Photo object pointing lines
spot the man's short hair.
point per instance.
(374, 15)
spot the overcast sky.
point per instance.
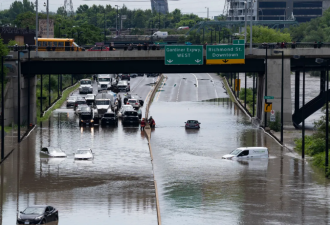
(186, 6)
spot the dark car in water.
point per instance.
(125, 76)
(71, 101)
(130, 117)
(79, 101)
(109, 118)
(38, 214)
(192, 124)
(133, 96)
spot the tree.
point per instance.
(262, 34)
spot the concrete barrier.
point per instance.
(147, 131)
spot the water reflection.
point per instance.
(117, 186)
(196, 186)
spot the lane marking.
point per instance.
(137, 84)
(177, 96)
(215, 90)
(161, 88)
(196, 86)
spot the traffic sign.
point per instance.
(225, 54)
(237, 84)
(268, 106)
(183, 55)
(272, 118)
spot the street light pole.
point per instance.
(47, 18)
(2, 112)
(37, 24)
(207, 12)
(282, 95)
(159, 16)
(245, 18)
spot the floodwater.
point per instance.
(117, 187)
(196, 186)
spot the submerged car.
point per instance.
(52, 152)
(84, 154)
(71, 101)
(38, 214)
(192, 124)
(109, 118)
(248, 153)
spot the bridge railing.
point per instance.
(299, 45)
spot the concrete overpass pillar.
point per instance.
(11, 96)
(274, 87)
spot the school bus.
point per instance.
(58, 44)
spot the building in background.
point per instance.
(300, 10)
(159, 6)
(236, 10)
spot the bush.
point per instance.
(275, 126)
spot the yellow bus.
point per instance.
(58, 44)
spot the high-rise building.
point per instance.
(159, 6)
(300, 10)
(237, 10)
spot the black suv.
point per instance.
(125, 76)
(133, 96)
(109, 118)
(130, 117)
(79, 101)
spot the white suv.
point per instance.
(134, 102)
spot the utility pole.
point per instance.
(245, 18)
(37, 24)
(207, 12)
(159, 16)
(47, 18)
(117, 21)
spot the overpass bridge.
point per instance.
(153, 62)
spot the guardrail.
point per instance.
(149, 46)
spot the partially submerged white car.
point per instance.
(84, 154)
(52, 152)
(247, 153)
(123, 109)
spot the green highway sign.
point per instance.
(238, 42)
(183, 55)
(225, 54)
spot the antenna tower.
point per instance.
(68, 7)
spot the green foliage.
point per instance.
(275, 126)
(262, 34)
(317, 29)
(249, 98)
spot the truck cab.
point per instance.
(103, 102)
(86, 117)
(104, 82)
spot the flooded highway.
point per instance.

_WORK TO DO_
Swap every "spot" in the lines above for "locate" and give back all the lines otherwise unchanged, leaving out the pictures.

_SOLUTION_
locate the man's short hair.
point per instance.
(374, 15)
locate the overcast sky.
point per instance.
(186, 6)
locate the dark car in water.
point per instance.
(125, 76)
(71, 101)
(130, 117)
(79, 101)
(109, 118)
(38, 214)
(192, 124)
(133, 96)
locate the tree.
point per instance.
(262, 34)
locate the concrete barrier.
point per instance.
(147, 131)
locate the water reflection.
point per instance.
(117, 186)
(196, 186)
locate the lane marking.
point per instance.
(137, 84)
(177, 96)
(215, 90)
(161, 88)
(196, 86)
locate the traffic sign.
point per instance.
(225, 54)
(237, 84)
(268, 106)
(183, 55)
(272, 118)
locate the street light pole.
point per instance.
(47, 18)
(2, 112)
(37, 24)
(207, 12)
(282, 95)
(159, 16)
(245, 18)
locate the floodwater.
point per instance.
(117, 187)
(196, 186)
locate the submerged car.
point per instance.
(52, 152)
(84, 154)
(71, 101)
(38, 214)
(192, 124)
(109, 118)
(248, 153)
locate the bridge railing.
point per instance.
(299, 45)
locate the concrete overpass pillar.
point per instance.
(11, 96)
(274, 87)
locate the school bus.
point per instance.
(58, 44)
locate the building in background.
point per instance.
(300, 10)
(159, 6)
(236, 10)
locate the bush.
point per instance.
(275, 126)
locate the yellow bus.
point per instance.
(58, 44)
locate the high-rise building.
point per instance.
(159, 6)
(300, 10)
(237, 10)
locate the black suv.
point per instance.
(125, 76)
(133, 96)
(109, 118)
(130, 117)
(79, 101)
locate the white suv.
point per instance.
(134, 102)
locate the utility pole.
point per instance.
(245, 18)
(37, 24)
(207, 12)
(159, 16)
(47, 18)
(117, 21)
locate the overpass bridge.
point per instance.
(153, 62)
locate the guardrail.
point per instance.
(149, 46)
locate the partially submerged white car.
point per instance.
(84, 154)
(52, 152)
(247, 153)
(123, 109)
locate the green highway sign.
point per instance.
(238, 42)
(183, 55)
(225, 54)
locate the antenna tower.
point per instance.
(68, 7)
locate the green foliage.
point per instance.
(275, 126)
(262, 34)
(317, 29)
(249, 98)
locate the truck cab.
point per instance.
(103, 102)
(86, 117)
(104, 82)
locate the flooded highway.
point per instance.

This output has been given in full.